**DESCRIPTION OF THE TASK:** Could you rewrite the rows between the line holding "tree, that would help a great deal." and the line holding "185], [34, 185]]", inclusive, with "instance" replaced by "occurrence" and nothing else changed, giving only those lines?

**DATA IN THIS EXERCISE:**
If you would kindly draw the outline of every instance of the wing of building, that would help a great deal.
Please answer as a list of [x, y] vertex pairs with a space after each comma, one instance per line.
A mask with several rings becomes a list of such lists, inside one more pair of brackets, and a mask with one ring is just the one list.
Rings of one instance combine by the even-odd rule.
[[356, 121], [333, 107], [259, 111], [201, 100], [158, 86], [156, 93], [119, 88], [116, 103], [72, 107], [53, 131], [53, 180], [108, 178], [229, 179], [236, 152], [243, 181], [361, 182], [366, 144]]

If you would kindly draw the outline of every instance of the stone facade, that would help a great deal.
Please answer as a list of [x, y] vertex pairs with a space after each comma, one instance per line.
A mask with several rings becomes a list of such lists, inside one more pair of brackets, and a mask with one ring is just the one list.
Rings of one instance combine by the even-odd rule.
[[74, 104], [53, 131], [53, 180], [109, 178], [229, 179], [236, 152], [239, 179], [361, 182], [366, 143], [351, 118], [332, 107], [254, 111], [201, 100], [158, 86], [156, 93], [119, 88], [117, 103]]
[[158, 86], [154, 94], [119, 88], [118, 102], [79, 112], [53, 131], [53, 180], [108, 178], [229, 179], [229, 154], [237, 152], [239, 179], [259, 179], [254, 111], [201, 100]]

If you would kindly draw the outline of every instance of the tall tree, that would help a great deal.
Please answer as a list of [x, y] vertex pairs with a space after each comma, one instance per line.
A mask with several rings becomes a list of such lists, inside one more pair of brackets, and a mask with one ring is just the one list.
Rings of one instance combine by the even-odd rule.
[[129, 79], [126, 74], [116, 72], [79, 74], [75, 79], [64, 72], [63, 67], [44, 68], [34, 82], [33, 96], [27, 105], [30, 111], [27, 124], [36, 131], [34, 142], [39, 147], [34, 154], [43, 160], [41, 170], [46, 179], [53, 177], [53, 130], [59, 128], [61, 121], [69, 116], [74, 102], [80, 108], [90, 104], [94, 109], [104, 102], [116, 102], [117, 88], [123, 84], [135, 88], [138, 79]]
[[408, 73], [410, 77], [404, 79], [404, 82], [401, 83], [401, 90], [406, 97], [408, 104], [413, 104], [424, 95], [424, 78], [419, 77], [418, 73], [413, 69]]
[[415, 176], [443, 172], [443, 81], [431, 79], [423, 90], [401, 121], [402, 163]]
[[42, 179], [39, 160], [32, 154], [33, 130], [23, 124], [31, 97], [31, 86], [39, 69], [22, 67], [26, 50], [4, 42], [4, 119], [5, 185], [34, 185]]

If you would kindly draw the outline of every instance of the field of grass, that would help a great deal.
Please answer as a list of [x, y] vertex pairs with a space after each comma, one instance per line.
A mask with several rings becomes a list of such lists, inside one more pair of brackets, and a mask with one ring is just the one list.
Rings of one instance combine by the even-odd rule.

**EXERCISE RESPONSE:**
If you would kindly draw the outline of every occurrence of the tall tree, that would help a great deal.
Please answer as a list of [x, y] vertex pairs with a space after each comma, one occurrence per line.
A mask with several rings becomes a list of such lists, inside one more pair of brackets, and a mask with one ring is just the one list.
Rings of one occurrence combine by the even-odd rule.
[[129, 79], [126, 74], [116, 72], [79, 74], [75, 79], [64, 72], [63, 67], [44, 68], [34, 82], [33, 96], [27, 105], [30, 111], [27, 124], [36, 131], [34, 142], [39, 147], [34, 154], [43, 160], [41, 170], [46, 179], [53, 177], [53, 130], [59, 128], [61, 121], [69, 116], [74, 102], [80, 108], [90, 104], [94, 109], [104, 102], [116, 102], [117, 88], [123, 84], [135, 88], [138, 79]]
[[408, 73], [410, 77], [404, 79], [404, 82], [401, 83], [401, 90], [406, 97], [408, 104], [413, 104], [424, 95], [424, 78], [419, 77], [418, 73], [413, 69]]
[[415, 176], [443, 172], [443, 81], [431, 79], [423, 90], [401, 121], [402, 163]]
[[42, 179], [39, 160], [32, 154], [33, 130], [23, 124], [31, 97], [31, 86], [39, 69], [22, 67], [26, 50], [4, 42], [4, 119], [5, 185], [34, 185]]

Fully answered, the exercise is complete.